**WRITTEN TASK**
Please copy out every line of the items below, word for word.
* * * * * * * * *
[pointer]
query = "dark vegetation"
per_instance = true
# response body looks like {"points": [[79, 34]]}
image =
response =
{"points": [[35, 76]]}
* * * * * * * * *
**SOLUTION FOR THIS PROBLEM**
[pointer]
query = "dark vegetation"
per_instance = true
# response body looks like {"points": [[79, 34]]}
image =
response =
{"points": [[35, 76]]}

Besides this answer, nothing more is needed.